Content starts

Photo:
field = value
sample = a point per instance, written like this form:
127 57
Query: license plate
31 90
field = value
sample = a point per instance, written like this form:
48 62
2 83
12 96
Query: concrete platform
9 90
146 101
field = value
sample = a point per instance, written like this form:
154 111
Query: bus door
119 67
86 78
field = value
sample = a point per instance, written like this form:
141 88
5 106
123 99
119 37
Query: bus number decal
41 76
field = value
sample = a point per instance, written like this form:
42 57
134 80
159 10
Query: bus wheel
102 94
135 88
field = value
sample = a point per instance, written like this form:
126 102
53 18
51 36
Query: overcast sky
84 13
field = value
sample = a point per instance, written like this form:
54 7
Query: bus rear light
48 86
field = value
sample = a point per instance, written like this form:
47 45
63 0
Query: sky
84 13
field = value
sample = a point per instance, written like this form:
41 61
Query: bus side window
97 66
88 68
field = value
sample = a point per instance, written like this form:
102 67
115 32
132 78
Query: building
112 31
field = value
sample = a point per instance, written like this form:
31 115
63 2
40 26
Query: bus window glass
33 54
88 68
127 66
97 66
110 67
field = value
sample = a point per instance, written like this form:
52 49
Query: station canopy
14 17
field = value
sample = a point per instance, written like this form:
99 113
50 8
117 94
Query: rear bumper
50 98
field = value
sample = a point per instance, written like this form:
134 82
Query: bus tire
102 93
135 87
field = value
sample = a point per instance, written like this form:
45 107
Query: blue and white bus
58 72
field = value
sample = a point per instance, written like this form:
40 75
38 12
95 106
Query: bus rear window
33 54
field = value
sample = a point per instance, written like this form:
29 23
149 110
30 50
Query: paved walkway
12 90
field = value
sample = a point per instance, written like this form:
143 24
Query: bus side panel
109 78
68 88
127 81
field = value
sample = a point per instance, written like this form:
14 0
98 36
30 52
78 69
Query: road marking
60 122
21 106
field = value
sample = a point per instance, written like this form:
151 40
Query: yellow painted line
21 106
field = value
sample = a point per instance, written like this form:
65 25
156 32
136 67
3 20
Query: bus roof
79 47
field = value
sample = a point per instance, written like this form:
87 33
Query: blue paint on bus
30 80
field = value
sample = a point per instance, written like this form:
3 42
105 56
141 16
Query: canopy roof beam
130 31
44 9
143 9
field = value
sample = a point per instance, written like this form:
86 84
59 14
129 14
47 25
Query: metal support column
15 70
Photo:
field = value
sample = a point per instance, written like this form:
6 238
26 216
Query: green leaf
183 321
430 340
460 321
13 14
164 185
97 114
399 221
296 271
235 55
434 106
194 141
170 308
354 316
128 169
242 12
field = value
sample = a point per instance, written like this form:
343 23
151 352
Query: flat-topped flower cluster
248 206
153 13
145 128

Content ends

• [THE TASK] Without omitting any record, transcribe the data exactly.

• [ANSWER TO THE PROBLEM]
Photo:
field = value
sample = a point per instance, written like this form:
127 57
Query: license plate
31 90
field = value
sample = a point per instance, written like this form:
48 62
2 83
12 96
Query: concrete platform
9 90
146 101
field = value
sample = a point per instance, written like this form:
154 111
Query: bus door
119 67
86 78
field = value
sample = a point per instance, written like this form:
141 88
5 106
123 99
119 37
Query: bus number decal
41 76
field = value
sample = a point per instance, written like this form:
42 57
134 80
159 10
Query: bus wheel
102 94
135 88
field = value
sample = a point per instance, written like this form:
126 102
53 18
51 36
Query: overcast sky
84 13
field = value
sample = a point per instance, written like this form:
54 7
Query: bus rear light
48 86
field = value
sample = a point per instance, written like this form:
47 45
63 0
Query: sky
84 13
field = value
sample = a point per instance, written like this form:
41 61
Query: bus side window
97 66
88 68
field = value
sample = a point per instance, written like this form:
102 67
115 32
132 78
Query: building
112 31
field = value
sample = a point per instance, written like this form:
31 115
63 2
40 26
Query: bus window glass
33 54
88 68
127 66
97 66
110 67
field = value
sample = a point per instance, written like this form:
52 49
Query: station canopy
14 17
field = value
sample = a point per instance, written like this form:
99 113
50 8
117 94
Query: rear bumper
50 98
field = value
sample = a point per instance, written like this form:
134 82
Query: bus tire
102 93
135 87
field = value
sample = a point per instance, written like this form:
45 107
Query: blue and white bus
58 72
field = value
sample = a point per instance, written like this form:
40 75
38 12
95 106
Query: bus rear window
33 54
field = value
sample = a point per instance, written like this form:
29 23
149 110
30 50
Query: paved walkway
12 90
field = value
sample = a point per instance, written like this form:
143 24
Query: bus side panel
109 78
68 88
127 81
field = value
sample = a point per instance, written like this form:
14 0
98 36
30 52
78 69
Query: road marking
60 122
21 106
field = value
sample = a point per instance, written like this form:
151 40
Query: yellow painted line
21 106
field = value
sample = a point per instance, written like this form:
65 25
156 32
136 67
3 20
Query: bus roof
79 47
field = value
sample = a point per instance, written like this form:
87 33
Query: blue paint on bus
30 80
field = value
sample = a point per instance, written like this form:
3 42
105 56
141 16
Query: canopy roof beam
130 31
44 9
143 9
field = value
sample = a point per instance, written like this form:
86 84
59 14
129 14
47 25
Query: metal support column
15 70
Photo:
field = value
sample = a point per instance, written like this form:
6 238
26 216
Query: green leaf
183 321
430 340
460 321
13 14
164 185
97 114
399 221
296 271
235 55
434 106
194 141
170 308
354 316
128 169
242 12
field = value
sample = a point per instance, written like this form:
343 23
151 352
Query: flat-topped flower cluster
248 206
153 13
145 128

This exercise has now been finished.